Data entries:
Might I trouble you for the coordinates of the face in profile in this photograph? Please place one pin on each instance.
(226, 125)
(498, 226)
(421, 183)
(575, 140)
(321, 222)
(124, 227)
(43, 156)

Problem statement:
Every single entry is to be retyped exactly.

Solution for this task:
Might I trouble you for the coordinates of the face in profile in this photograph? Please place one pin on each instance.
(226, 125)
(498, 226)
(421, 183)
(575, 140)
(321, 222)
(124, 227)
(43, 156)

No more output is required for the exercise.